Given request: Your output is the line containing "of the weathered" plus all lines after it to the end of the records, reproduced exactly, with nothing else.

— Begin Data to use —

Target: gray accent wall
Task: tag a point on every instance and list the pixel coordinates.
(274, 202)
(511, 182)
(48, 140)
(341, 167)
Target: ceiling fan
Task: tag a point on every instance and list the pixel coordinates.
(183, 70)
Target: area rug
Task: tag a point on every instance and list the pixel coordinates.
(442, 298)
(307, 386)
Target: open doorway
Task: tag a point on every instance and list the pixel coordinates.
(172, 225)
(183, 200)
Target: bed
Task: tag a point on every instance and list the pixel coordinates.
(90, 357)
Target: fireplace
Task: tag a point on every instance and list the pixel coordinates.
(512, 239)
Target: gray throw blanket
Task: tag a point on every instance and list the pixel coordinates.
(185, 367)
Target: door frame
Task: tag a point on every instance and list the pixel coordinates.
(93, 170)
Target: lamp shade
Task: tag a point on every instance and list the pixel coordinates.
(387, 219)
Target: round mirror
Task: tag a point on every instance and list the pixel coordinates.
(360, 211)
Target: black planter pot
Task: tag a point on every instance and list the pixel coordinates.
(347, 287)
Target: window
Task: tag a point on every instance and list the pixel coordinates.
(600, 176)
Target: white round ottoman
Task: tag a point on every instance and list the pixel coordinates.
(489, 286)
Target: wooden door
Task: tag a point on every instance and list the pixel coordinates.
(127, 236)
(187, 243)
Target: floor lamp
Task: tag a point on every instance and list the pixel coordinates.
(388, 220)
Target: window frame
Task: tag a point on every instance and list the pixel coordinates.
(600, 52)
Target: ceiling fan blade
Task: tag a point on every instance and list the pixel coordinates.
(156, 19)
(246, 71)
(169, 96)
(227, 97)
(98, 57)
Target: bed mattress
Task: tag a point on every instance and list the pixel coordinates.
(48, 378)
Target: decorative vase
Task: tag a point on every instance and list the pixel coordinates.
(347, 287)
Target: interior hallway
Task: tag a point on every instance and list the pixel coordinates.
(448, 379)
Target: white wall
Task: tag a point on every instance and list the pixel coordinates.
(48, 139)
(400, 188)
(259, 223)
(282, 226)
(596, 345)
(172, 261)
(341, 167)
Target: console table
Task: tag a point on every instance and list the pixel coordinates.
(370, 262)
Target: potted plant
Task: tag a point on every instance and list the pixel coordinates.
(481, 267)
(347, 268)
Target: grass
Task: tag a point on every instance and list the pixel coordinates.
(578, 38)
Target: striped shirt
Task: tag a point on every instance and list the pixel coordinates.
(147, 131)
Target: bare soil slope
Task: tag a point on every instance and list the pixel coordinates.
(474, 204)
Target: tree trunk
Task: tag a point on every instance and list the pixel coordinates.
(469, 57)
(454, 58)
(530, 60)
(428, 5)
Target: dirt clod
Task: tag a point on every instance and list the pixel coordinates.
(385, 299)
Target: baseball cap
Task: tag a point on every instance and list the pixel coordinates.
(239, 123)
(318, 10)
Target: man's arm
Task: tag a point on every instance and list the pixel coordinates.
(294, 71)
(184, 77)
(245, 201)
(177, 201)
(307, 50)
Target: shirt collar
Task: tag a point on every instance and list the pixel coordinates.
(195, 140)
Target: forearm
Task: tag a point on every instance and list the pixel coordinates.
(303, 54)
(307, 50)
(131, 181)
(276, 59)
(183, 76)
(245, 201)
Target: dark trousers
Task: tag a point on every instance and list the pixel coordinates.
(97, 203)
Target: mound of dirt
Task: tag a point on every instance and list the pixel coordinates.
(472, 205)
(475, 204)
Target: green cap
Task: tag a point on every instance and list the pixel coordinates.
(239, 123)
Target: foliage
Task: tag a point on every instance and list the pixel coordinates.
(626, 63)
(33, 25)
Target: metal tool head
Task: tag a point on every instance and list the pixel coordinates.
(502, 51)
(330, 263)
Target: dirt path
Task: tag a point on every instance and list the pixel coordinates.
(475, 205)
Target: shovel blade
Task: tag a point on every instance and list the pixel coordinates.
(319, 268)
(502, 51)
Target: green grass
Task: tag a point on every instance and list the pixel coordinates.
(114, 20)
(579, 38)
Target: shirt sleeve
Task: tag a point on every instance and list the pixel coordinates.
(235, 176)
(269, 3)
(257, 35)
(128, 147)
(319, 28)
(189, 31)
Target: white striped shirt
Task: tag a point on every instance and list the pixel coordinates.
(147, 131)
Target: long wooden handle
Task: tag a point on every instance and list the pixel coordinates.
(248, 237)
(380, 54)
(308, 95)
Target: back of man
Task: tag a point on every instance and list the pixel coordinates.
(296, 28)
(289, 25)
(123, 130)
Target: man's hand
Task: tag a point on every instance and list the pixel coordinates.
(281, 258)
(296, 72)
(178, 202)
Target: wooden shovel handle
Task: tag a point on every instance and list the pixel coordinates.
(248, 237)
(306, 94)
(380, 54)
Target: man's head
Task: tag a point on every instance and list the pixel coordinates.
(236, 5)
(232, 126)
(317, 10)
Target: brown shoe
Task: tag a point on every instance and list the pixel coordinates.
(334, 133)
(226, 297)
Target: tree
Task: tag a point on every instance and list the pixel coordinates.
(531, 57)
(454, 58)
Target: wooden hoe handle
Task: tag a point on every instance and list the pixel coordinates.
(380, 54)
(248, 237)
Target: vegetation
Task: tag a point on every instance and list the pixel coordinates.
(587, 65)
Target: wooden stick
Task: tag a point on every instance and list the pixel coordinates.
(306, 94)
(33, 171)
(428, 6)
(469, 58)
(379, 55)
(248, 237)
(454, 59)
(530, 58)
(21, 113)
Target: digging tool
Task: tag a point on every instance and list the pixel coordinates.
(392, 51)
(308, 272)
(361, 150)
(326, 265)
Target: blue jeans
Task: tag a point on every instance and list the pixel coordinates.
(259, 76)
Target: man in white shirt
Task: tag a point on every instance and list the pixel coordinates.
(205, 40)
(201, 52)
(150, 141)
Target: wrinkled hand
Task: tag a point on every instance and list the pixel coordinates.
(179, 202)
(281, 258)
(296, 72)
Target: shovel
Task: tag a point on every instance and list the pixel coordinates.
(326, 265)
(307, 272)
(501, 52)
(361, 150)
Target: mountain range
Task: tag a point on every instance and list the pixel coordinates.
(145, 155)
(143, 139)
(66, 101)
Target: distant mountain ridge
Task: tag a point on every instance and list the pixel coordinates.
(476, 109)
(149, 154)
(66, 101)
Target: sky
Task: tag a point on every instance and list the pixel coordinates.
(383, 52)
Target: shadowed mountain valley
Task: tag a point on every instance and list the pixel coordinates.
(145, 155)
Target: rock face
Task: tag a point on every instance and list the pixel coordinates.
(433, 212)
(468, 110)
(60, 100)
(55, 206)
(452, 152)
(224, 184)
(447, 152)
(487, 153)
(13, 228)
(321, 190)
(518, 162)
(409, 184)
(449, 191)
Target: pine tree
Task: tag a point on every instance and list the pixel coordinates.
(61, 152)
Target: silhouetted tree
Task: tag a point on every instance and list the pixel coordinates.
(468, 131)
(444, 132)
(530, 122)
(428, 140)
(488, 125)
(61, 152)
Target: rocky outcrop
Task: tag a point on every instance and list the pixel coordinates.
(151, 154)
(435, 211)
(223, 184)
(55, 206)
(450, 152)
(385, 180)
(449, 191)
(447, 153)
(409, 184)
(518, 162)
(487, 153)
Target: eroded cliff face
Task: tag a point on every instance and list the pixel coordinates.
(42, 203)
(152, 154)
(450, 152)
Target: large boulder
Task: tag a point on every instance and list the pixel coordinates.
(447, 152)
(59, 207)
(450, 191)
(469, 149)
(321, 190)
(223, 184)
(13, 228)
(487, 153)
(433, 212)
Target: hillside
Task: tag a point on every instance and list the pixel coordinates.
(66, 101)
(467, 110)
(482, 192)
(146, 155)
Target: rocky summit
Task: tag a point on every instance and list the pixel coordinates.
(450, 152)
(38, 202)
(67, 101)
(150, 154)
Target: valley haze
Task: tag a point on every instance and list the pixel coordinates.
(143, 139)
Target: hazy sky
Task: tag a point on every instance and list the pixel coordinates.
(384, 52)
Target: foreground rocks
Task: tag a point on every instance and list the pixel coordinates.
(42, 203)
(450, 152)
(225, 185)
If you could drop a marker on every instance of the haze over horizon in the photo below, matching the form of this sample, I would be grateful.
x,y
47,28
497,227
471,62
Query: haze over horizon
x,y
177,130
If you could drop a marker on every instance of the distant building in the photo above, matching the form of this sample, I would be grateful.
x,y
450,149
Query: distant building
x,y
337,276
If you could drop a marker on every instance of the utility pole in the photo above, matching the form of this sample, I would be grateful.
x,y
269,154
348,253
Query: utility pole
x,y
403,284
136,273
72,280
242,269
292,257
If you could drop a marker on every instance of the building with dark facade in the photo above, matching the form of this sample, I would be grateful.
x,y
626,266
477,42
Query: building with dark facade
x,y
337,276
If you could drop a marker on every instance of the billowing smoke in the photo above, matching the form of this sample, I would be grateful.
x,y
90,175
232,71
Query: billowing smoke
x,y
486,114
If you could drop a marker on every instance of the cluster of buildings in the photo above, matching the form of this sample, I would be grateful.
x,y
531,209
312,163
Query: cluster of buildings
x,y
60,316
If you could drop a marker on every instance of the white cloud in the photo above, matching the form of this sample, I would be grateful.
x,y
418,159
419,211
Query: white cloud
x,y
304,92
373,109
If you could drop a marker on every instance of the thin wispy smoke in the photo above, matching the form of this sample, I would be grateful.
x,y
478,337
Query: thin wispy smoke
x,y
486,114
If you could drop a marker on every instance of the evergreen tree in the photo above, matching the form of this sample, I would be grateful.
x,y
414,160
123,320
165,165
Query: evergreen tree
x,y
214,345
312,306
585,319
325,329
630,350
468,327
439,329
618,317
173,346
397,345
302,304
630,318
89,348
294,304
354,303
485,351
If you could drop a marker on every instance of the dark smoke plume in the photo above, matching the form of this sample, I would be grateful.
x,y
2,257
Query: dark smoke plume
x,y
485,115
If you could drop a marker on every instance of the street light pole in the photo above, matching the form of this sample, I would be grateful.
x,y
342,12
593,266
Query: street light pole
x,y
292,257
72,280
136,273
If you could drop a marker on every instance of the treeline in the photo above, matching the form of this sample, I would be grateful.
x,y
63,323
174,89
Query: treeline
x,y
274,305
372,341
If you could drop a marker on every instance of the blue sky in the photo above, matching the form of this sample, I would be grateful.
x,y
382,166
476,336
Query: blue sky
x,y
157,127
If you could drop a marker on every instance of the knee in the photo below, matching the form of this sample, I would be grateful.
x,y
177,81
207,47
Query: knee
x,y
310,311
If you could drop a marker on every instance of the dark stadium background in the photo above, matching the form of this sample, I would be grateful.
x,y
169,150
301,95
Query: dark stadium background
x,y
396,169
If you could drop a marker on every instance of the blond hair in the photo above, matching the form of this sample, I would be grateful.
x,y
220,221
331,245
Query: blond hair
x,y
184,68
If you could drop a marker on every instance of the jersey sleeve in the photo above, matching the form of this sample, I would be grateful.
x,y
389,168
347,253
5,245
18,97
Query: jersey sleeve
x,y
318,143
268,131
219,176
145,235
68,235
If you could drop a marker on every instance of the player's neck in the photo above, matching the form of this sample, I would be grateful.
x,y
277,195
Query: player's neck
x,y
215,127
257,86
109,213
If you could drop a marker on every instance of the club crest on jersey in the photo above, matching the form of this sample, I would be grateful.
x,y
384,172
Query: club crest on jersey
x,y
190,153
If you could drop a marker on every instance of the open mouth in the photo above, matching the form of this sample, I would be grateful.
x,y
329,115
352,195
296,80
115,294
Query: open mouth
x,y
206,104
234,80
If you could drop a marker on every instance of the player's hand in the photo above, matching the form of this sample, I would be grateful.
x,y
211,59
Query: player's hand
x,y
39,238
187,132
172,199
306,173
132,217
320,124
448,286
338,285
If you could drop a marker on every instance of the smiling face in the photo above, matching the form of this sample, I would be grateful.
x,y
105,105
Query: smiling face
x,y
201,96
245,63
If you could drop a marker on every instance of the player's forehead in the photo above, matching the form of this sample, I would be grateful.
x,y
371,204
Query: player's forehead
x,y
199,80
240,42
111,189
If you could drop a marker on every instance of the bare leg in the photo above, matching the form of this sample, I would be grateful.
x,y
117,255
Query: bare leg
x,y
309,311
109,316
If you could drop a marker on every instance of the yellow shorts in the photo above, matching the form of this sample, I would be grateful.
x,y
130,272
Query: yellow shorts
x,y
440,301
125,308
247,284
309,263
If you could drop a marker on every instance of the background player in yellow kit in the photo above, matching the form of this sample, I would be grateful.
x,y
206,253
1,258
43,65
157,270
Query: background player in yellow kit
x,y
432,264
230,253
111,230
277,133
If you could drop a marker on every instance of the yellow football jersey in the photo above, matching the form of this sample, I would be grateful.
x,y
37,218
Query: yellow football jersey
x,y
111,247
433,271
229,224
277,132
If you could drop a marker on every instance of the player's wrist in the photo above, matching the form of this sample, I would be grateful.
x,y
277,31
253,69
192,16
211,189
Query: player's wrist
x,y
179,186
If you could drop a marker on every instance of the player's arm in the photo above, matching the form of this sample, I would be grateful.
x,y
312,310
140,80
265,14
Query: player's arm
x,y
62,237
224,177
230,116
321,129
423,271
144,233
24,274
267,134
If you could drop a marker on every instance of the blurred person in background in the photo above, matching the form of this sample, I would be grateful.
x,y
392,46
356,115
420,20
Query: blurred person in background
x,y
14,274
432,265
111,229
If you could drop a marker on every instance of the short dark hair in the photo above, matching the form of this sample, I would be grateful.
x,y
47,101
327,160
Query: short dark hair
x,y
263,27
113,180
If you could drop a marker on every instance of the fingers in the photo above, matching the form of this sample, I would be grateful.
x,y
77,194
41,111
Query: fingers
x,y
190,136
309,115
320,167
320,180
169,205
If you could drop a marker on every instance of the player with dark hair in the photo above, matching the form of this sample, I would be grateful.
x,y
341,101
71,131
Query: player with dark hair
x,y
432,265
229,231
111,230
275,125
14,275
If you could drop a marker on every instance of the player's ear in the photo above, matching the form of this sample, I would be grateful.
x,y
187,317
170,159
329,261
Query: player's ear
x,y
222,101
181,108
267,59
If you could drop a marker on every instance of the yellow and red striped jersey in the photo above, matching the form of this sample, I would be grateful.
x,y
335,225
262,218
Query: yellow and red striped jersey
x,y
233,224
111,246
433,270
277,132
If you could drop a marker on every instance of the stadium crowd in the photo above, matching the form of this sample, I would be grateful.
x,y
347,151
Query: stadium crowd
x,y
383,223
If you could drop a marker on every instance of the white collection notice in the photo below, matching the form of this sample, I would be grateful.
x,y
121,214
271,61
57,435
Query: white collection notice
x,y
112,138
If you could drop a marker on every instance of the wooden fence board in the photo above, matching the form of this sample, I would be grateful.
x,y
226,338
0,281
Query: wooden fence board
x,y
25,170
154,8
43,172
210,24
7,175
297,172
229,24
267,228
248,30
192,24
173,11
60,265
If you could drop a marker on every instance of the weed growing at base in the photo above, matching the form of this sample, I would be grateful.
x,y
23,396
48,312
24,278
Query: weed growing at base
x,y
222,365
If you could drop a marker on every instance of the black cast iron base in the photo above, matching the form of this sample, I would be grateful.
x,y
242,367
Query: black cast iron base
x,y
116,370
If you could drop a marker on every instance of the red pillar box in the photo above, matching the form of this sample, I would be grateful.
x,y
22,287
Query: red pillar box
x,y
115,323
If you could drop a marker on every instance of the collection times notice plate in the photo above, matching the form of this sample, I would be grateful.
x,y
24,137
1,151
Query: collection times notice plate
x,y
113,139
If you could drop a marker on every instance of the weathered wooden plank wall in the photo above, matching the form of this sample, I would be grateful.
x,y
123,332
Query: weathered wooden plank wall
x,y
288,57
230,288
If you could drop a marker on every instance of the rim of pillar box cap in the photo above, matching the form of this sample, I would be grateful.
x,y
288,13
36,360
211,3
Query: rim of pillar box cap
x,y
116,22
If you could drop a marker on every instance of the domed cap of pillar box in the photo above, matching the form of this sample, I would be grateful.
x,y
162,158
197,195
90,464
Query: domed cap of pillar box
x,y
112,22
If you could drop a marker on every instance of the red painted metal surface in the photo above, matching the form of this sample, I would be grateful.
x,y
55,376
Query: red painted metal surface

— End Data to use —

The result:
If you could drop a marker on every instance of the weathered wooden plank wall in the photo above, matching the form of this sample, I would be grateful.
x,y
123,332
Query: weathered wooden plank wall
x,y
288,57
230,288
If you could drop a marker on every instance of the rim of pillar box cap in the photo above, matching the form of this sample, I would be grateful.
x,y
288,13
36,360
211,3
Query: rim of pillar box cap
x,y
116,22
If you could drop a marker on every instance of the domed cap of pillar box in the photo above, matching the form of this sample, I would be grateful.
x,y
162,158
197,195
90,464
Query: domed cap of pillar box
x,y
112,22
If you could drop a marker on every instance of the red painted metal surface in the photo above, matching the form of this sample, I would be grateful.
x,y
55,376
Query: red painted metal surface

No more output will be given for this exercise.